Reproduce each line exactly, including spacing and punctuation.
[START OF PROVIDED RECORDS]
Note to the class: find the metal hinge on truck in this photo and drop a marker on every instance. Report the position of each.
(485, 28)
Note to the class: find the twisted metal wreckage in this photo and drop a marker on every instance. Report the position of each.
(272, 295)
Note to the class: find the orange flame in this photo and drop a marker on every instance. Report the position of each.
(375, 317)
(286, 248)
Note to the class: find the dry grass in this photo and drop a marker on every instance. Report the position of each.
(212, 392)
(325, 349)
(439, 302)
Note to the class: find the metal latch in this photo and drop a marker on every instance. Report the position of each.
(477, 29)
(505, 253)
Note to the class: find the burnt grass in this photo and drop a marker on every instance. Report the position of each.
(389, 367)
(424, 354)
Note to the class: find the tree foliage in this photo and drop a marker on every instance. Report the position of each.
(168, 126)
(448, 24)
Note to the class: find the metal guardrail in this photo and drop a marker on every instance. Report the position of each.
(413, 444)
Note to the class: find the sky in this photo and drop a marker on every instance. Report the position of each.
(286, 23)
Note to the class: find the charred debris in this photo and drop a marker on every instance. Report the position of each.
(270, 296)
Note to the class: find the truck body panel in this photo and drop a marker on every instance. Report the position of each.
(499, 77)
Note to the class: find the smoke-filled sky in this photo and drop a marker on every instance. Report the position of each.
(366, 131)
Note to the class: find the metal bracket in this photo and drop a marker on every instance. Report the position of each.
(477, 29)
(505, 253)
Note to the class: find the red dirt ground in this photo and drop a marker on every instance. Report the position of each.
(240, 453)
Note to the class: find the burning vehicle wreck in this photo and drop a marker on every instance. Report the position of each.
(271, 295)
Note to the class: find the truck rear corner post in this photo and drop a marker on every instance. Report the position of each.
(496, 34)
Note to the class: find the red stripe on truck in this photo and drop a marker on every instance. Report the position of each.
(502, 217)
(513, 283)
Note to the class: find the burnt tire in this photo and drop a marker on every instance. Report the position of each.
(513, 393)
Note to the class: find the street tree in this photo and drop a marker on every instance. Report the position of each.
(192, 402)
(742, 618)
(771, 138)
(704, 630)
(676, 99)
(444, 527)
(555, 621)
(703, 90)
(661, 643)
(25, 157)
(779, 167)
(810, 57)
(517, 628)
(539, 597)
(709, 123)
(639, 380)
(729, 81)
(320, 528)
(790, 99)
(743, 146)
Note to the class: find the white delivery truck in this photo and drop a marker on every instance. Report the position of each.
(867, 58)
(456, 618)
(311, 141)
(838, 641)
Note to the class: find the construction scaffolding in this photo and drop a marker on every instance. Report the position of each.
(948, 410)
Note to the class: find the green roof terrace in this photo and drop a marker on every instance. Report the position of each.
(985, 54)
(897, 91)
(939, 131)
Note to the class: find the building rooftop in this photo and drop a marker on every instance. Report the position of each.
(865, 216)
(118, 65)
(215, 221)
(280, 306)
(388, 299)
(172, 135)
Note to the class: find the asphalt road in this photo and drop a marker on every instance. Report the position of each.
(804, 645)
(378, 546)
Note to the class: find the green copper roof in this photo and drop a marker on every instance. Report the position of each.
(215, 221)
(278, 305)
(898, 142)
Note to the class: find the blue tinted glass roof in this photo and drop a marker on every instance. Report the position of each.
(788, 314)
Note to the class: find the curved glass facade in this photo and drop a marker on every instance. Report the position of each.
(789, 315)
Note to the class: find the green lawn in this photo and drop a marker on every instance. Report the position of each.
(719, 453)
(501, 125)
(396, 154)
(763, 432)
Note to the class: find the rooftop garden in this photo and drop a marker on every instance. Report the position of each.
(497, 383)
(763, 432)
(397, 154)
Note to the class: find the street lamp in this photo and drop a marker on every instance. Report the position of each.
[END OF PROVIDED RECORDS]
§ FULL SOLUTION
Note to the class: find the metal hinge on truck in this photo and drop a marker on every instance. Report the position of each.
(485, 28)
Note to the class: find the twisted metal wreckage in this photo and drop a marker on every instance. Report the position of each.
(272, 295)
Note to the class: find the orange flame in this photo and drop a marker on every instance. Report the position of each.
(375, 317)
(286, 248)
Note to the class: find the dry grass in this photo and drop a marker on every instance. Report the position of each.
(212, 392)
(325, 349)
(439, 302)
Note to the class: find the metal latch in this photo and drop a marker on every instance. Report the position of each.
(477, 29)
(505, 253)
Note to the class: find the burnt grass in this photo and drop a marker on every instance. Report the position of each.
(389, 367)
(424, 354)
Note to the class: find the tree foliage in this photo and drop a marker on every instance. Report the position of each.
(168, 126)
(448, 24)
Note to the class: find the metal guardrail in this photo and drop a marker on every instance. Report the position of each.
(413, 444)
Note to the class: find the sky in this photo and drop a marker on every instance. Report the position of each.
(286, 23)
Note to the class: find the charred debris in this photo and drop a marker on every instance. Report the position of each.
(270, 296)
Note to the class: find the truck body panel in this photo and drop a marker on every instance. Report the position of each.
(499, 77)
Note to the class: find the smoke-filled sky in this photo and drop a marker on every instance. Report the position of each.
(366, 131)
Note to the class: find the metal bracket in this photo and drop a marker on every instance. Report the position of each.
(477, 29)
(505, 253)
Note to the class: find the red dirt ground in this photo and drop a marker on every instance. Report the position of each.
(240, 453)
Note to the class: find the burning vehicle wreck in this photo and drop a marker on every instance. Report the position of each.
(271, 295)
Note to the class: find the truck rear corner post in this photo and drop a marker on every instance. Report the position of each.
(496, 34)
Note to the class: find the red stripe on truck in this photo and drop a marker on every instance. Report the position of each.
(502, 217)
(513, 283)
Note to the class: find the burnt tire in this photo and drop a marker on every instance. Report the position of each.
(513, 393)
Note to the class: find the street tree in this photo and drop a marker on every instance. Report the position of each.
(192, 402)
(742, 618)
(771, 138)
(704, 630)
(676, 99)
(444, 527)
(555, 621)
(703, 90)
(661, 643)
(25, 157)
(779, 167)
(810, 57)
(517, 628)
(539, 597)
(709, 123)
(639, 380)
(729, 81)
(320, 528)
(790, 99)
(743, 146)
Note to the class: find the white delivery truck in this photo and drop a marker on every instance. Report the position of each.
(867, 58)
(456, 618)
(311, 141)
(838, 641)
Note to the class: find the construction scaffolding in this photo and drop a marker on every instance. Report the position of each.
(948, 410)
Note to the class: find the green roof terrace in this photo and drop a marker on every instance. Report the position of each.
(985, 54)
(897, 91)
(939, 131)
Note to the class: find the building rooftop in this photo and drop a marker on every instance. Report the position of each.
(865, 216)
(118, 65)
(215, 221)
(280, 306)
(388, 299)
(172, 135)
Note to the class: find the asphalt road in this photo and drop a marker on every instance. Report the position of each.
(804, 645)
(378, 546)
Note to the class: find the green copper roof in this photo and drop a marker on every instance. Report the position of each.
(215, 221)
(278, 305)
(898, 142)
Note to the class: find the blue tinted glass roof in this photo and drop a marker on every instance. Report the position of each.
(788, 314)
Note to the class: find the curved glass facade in this photo and drop a marker on every instance. Report the position of each.
(789, 315)
Note to the class: find the green lawn in this photo and drop a marker on every instance. Report the position of each.
(719, 453)
(501, 125)
(396, 154)
(763, 432)
Note to the class: find the rooftop garden in this photo and drop a marker on every instance. Report the position of each.
(497, 383)
(763, 432)
(397, 154)
Note to the class: find the street lamp in this photo and drop a marker on every instance. Report the position of each.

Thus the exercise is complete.